Written request a:
Answer these questions using the text on Toryumon:
(i) Which faction was meant to be the bad guys of Toryumon X?
(ii) Who was the manager of Ishimori's faction in Dragondoor?
(iii) What forced Jun Ogawauchi to retire from pro wrestling?
** Start Source **
Follow TV Tropes

Following

YMMV / Toryumon

Go To

  • Americans Hate Tingle: Hagure Gundan/Aagan Iisou was one of the most popular stables in Japan yet one of the least liked among international fans, who cited its generic gimmick and boring booking as a huge step down from other stables.
  • Badass Decay: KAGETORA, who went to lead the STONED stable in M-Pro to being betrayed and reduced to a regular face in El Dorado (and something even worse in Dragon Gate).
  • Creator's Pet: Takuya Sugawara in El Dorado Wrestling. Despite he was the least interesting major member of Aagan Iisou, as well as the lowest ranked, the bookers somehow saw fit to write the promotion's first storyline entirely around him. And not any storyline, in fact, but one in which everybody talked about him and all the stables of El Dorado wanted to recruit him as if he were The Undertaker or something. Having in consideration that Sugawara was pretty disliked in the West for his boring wrestling style and lack of charisma, it's easy to understand why many fans were just tired of watching him as the protagonist of the promotion.
  • Designated Hero: Toryumon's bookers wanted to picture the Sailor Boys to be babyfaces, yet they booked them to cheat routinely with their Sato twins schtick (in which they always had an extra wrestler in every match) and to attack opponents who had defeated them fair and clean (especially Los Salseros Japoneses, who, to make things worse, were usually acclaimed by the crowd for their funny gimmick despite being heels). Even when Ishimori returned to the Toryumon system in Dragondoor, history repeated, as his faction had their manager Venezia intervene in true heelish fashion in a match in which Ishimori and company already outnumbered their opponents. It's little wonder that Ishimori and company never took off.
  • Draco in Leather Pants: Los Salseros Japoneses were meant to be the bad guys of Toryumon X, but they ended up being the most popular faction at the promotion's closure. It helped that they had a very entertaining gimmick and that they weren't particularly villainous next to the Sailor Boys.
  • Ensemble Dark Horse:
    • Back in Toryumon 2000 Project, Jun Ogawauchi was very popular thanks to his good looks, athleticism and neat wrestling style. Even if the crowd turned momentarily on him when he joined Crazy MAX, on the belief he was too green or unfit for their poise, he proven them wrong and became one of the hottest members. This was, however, right before an injury forced him to retire from pro wrestling. He would return many years later, but it was too late.
** End Source **
** Start Records for this task **
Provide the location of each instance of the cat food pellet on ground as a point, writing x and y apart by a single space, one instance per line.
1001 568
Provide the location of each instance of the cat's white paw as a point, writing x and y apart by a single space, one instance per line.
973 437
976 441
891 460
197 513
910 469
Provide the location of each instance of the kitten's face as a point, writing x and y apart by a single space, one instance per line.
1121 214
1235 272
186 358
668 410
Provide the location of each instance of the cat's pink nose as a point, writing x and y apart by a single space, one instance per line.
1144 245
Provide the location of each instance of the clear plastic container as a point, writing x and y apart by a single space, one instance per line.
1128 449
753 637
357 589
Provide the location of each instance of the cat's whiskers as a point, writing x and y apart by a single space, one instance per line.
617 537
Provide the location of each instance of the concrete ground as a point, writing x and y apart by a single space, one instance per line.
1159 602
** End Records for this task **
Written request b: Print the rows exactly as they appear, from the line with "Provide the location of each instance of the concrete" through the end of the rows.

Complete output a:
(i) Los Salseros Japoneses
(ii) Venezia
(iii) An injury

Complete output b:
Provide the location of each instance of the concrete ground as a point, writing x and y apart by a single space, one instance per line.
1159 602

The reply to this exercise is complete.